▶ [Work request]: Begin your copy at the line that contains "yo, spot the bird's head" and carry it on, exactly, to the last line of the material below.

▶ [Supplied material]:
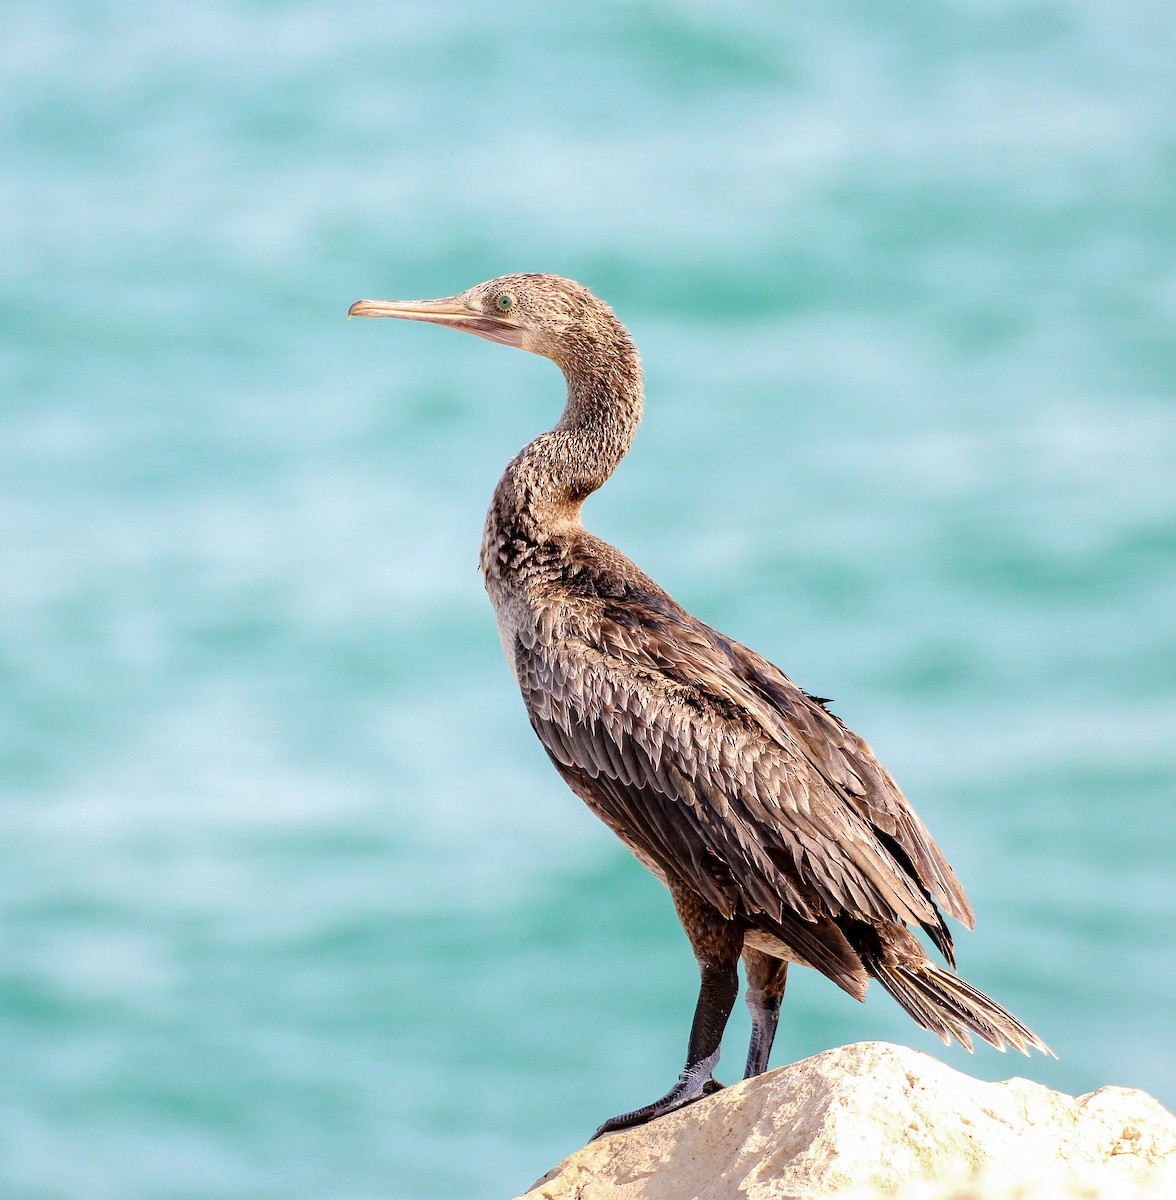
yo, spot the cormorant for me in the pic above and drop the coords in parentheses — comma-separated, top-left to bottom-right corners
(349, 274, 1050, 1136)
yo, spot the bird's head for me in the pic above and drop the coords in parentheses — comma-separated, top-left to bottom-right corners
(348, 273, 633, 373)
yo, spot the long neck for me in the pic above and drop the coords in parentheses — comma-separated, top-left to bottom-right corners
(497, 335, 644, 534)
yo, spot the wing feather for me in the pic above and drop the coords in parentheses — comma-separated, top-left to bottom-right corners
(718, 634, 974, 930)
(515, 601, 960, 962)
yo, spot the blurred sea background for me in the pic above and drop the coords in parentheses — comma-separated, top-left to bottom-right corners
(3, 3, 1175, 1197)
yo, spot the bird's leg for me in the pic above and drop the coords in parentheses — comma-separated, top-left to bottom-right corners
(593, 891, 741, 1139)
(742, 947, 789, 1078)
(592, 959, 739, 1138)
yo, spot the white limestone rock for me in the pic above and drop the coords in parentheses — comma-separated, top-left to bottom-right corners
(516, 1041, 1176, 1200)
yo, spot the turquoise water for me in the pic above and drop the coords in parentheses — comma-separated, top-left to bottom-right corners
(3, 3, 1175, 1196)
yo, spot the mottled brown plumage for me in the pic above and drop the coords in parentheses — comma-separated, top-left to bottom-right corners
(349, 274, 1050, 1135)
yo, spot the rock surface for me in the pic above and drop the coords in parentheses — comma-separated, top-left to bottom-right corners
(516, 1042, 1176, 1200)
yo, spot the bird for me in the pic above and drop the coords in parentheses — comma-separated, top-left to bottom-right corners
(348, 273, 1050, 1137)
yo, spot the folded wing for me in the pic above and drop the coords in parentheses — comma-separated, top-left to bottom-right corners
(514, 590, 971, 995)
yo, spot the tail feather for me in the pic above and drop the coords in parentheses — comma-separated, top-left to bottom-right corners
(872, 957, 1053, 1057)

▶ [Task answer]:
yo, spot the bird's head for me in the pic above and drop the coords in parentheses — comma-separated, top-left to bottom-right corners
(348, 273, 633, 373)
yo, spot the long neck for me in the pic above and drop the coords in parentheses — comma-separated, top-left to bottom-right corners
(497, 335, 644, 534)
yo, spot the wing feather for me in the pic above and drop the coords in parentheses — comma-separated, top-left to bottom-right corners
(718, 634, 974, 930)
(515, 601, 960, 962)
yo, spot the blurred sea background for me in the pic above and drop the coords in parentheses — comma-separated, top-left to bottom-right corners
(3, 3, 1175, 1197)
yo, spot the bird's leg for me in the pic above and drop the coords in parentheses — comma-separated, top-left to bottom-right corners
(593, 891, 741, 1139)
(742, 947, 789, 1078)
(592, 959, 739, 1138)
yo, spot the white limestone rock for me in the pic above and drop the coords in parentheses — comma-separated, top-left to bottom-right corners
(516, 1041, 1176, 1200)
yo, spot the turquoise water for me in the pic above and drop the coords in parentheses — comma-separated, top-left to bottom-right corners
(3, 3, 1175, 1196)
yo, spot the mottled brown plumage for me in the pic above and drop the coords in parentheses — comma-separated, top-left to bottom-right corners
(349, 274, 1050, 1135)
yo, spot the rock surface for me in the pic above and drop the coords in parentheses — comma-separated, top-left to bottom-right corners
(516, 1042, 1176, 1200)
yo, spot the bird for me in the pic above and drop the coords in parentheses — comma-separated, top-left to bottom-right corners
(348, 273, 1050, 1137)
yo, spot the folded wing for me in the pic above and drop the coords in parentheses — comma-separated, top-left to bottom-right corners
(514, 590, 971, 995)
yo, spot the tail feather for me in the pic above and drop the coords in parentheses — comma-separated, top-left to bottom-right corners
(872, 957, 1053, 1057)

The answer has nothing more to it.